=== Point localization data ===

---+---

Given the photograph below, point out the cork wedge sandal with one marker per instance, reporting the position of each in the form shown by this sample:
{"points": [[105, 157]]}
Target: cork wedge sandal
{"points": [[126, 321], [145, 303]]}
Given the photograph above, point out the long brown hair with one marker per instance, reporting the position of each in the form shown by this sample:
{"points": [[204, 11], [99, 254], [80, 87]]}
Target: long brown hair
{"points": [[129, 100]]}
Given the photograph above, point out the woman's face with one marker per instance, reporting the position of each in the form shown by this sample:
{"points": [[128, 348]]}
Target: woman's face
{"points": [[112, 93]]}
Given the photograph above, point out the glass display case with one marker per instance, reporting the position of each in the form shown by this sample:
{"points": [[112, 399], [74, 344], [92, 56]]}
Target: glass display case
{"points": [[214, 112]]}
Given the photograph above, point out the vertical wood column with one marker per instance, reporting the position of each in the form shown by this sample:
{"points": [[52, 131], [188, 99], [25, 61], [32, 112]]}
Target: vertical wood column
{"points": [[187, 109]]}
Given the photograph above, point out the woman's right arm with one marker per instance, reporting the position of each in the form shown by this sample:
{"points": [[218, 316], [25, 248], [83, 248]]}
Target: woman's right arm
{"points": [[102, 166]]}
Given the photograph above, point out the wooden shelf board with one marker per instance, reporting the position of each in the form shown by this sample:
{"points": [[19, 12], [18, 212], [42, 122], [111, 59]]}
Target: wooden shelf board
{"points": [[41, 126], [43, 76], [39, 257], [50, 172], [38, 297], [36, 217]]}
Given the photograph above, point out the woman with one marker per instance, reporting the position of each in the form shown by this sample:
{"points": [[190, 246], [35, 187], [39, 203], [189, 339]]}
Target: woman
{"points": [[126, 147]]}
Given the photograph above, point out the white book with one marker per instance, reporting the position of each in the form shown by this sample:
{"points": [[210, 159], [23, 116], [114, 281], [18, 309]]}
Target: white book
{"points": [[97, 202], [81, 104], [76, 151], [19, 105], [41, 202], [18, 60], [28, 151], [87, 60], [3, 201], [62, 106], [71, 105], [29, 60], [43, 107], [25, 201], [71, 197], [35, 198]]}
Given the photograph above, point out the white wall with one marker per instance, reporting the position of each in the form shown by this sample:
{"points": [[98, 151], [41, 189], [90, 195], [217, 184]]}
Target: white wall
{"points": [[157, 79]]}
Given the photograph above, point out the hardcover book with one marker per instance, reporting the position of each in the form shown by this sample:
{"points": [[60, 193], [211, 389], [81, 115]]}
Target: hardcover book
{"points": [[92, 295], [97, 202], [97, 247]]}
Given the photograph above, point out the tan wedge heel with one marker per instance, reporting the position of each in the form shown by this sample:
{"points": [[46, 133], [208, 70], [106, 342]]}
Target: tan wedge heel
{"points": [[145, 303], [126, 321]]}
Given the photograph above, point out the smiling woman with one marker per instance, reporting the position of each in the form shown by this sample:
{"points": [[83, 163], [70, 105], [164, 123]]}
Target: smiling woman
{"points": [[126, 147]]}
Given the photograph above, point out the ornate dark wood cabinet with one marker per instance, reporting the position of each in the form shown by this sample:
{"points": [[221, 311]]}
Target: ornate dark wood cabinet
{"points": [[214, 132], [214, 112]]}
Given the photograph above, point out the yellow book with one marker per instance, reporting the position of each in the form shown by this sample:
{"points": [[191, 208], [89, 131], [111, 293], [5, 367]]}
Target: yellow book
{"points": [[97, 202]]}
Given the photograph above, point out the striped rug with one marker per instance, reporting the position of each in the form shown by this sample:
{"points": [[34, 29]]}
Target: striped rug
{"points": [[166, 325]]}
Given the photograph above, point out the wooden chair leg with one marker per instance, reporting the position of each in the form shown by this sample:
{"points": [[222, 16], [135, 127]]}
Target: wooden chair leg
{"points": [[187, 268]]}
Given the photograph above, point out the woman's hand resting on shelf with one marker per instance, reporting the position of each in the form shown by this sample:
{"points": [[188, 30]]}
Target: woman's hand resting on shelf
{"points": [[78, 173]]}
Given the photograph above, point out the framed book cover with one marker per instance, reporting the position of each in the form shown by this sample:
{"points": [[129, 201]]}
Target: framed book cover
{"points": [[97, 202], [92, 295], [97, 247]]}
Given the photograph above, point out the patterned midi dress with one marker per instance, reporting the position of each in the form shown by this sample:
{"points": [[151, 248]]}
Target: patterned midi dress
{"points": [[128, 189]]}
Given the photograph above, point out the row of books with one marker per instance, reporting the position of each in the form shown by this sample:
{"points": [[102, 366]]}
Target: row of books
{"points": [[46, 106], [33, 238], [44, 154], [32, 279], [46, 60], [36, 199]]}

---+---

=== What is needed ===
Write down all the entries again without a single difference.

=== Solution below ===
Given the photograph below, point out the cork wedge sandal with one marker per instance, reporting the position of each in the form shown by this sample:
{"points": [[105, 157]]}
Target: cork wedge sandal
{"points": [[126, 321], [145, 303]]}
Given the photograph above, point out the long brown hair with one marker per instance, reporting the position of each in the form shown by this sample:
{"points": [[204, 11], [99, 254], [80, 87]]}
Target: long brown hair
{"points": [[129, 100]]}
Given the photograph above, point out the woman's face with one marker per instance, reporting the position of each in the form shown by this sample:
{"points": [[128, 348]]}
Target: woman's face
{"points": [[112, 93]]}
Given the photograph above, point out the glass display case with one marker per instance, reporting the position of each in the form shown by this sample:
{"points": [[112, 399], [74, 344], [92, 56]]}
Target: glass display case
{"points": [[214, 112]]}
Given the photograph above, point out the vertical wood column with one marker per instance, reporting the position of each in the form shown by this sample:
{"points": [[52, 131], [188, 99], [25, 61], [32, 112]]}
Target: vertical wood column
{"points": [[187, 109]]}
Given the photograph above, point out the woman's right arm with one marker per instance, reporting the position of each in the form shown by this sample:
{"points": [[218, 316], [25, 248], [83, 248]]}
Target: woman's right arm
{"points": [[102, 166]]}
Given the photograph above, point out the wooden shelf board with one marker per instance, reporting the position of each in the form shown by this sample:
{"points": [[19, 12], [18, 212], [42, 122], [111, 59]]}
Target: wooden shelf board
{"points": [[41, 126], [43, 76], [39, 257], [50, 172], [38, 297], [36, 217]]}
Given the photograph above, point out the woman with one marker per instance, reporting the position of each in the form shown by this sample:
{"points": [[190, 246], [35, 187], [39, 203], [189, 339]]}
Target: woman
{"points": [[126, 147]]}
Given the photograph above, point out the white book with one marker per instance, reporting the position of each in the form shown by this sample:
{"points": [[210, 159], [23, 116], [114, 281], [18, 309]]}
Target: white book
{"points": [[97, 202], [81, 104], [76, 151], [19, 105], [41, 202], [18, 60], [28, 151], [87, 60], [3, 201], [62, 106], [71, 105], [29, 60], [43, 107], [25, 201], [71, 197], [35, 198]]}
Given the photograph above, point out the white wall with one marker per instance, reporting the position of each in the form shown by this sample:
{"points": [[98, 151], [41, 189], [90, 195], [217, 184]]}
Target: white wall
{"points": [[157, 79]]}
Given the photograph above, point out the hardcover book with one marker per instance, reporting the position of each in the form shown by this sample:
{"points": [[60, 193], [211, 389], [81, 115]]}
Target: hardcover book
{"points": [[92, 295], [97, 202], [97, 247]]}
Given the photograph above, point out the tan wedge heel with one marker per instance, reporting the position of each in the form shown by this sample:
{"points": [[46, 133], [208, 70], [106, 342]]}
Target: tan wedge heel
{"points": [[145, 303], [126, 321]]}
Given the photograph above, point out the smiling woman with one marker per instance, reporting the position of each in the form shown by this sample:
{"points": [[83, 163], [70, 105], [164, 123]]}
Target: smiling woman
{"points": [[126, 147]]}
Given the photograph above, point out the ornate dark wood cabinet with one marker per instance, reporting the position of each in the form shown by this sample:
{"points": [[221, 311]]}
Target: ornate dark wood cabinet
{"points": [[214, 132], [214, 112]]}
Given the photograph above, point out the yellow book with one marker per instance, reporting the position of each in the form shown by this sample:
{"points": [[191, 208], [89, 131], [111, 293], [5, 367]]}
Target: yellow book
{"points": [[97, 202]]}
Given the photograph above, point out the striped rug with one marker per instance, reporting the position of each in the form shown by this sample:
{"points": [[34, 29]]}
Target: striped rug
{"points": [[166, 325]]}
Given the photograph above, point out the wooden chair leg with one marker per instance, reporting the position of each in the form shown by this sample:
{"points": [[222, 16], [135, 127]]}
Target: wooden chair leg
{"points": [[187, 268]]}
Given the photograph above, point out the woman's hand resting on shelf with one marker per instance, reporting the position of each in the form shown by this sample:
{"points": [[188, 30]]}
Target: woman's hand resting on shelf
{"points": [[78, 173]]}
Given the photograph above, point out the framed book cover with one marker per instance, reporting the position of each in the form shown by this sample:
{"points": [[129, 201]]}
Target: framed book cover
{"points": [[97, 202], [92, 295], [97, 247]]}
Given the photograph above, point out the patterned midi dress with one marker per instance, reporting the position of each in the form shown by this sample:
{"points": [[151, 248]]}
Target: patterned midi dress
{"points": [[128, 189]]}
Given the photograph above, point out the row of books with one marker per instance, reporting the position of each in the form shown by this sample:
{"points": [[102, 366]]}
Target: row of books
{"points": [[46, 106], [33, 238], [44, 154], [32, 279], [46, 60], [36, 199]]}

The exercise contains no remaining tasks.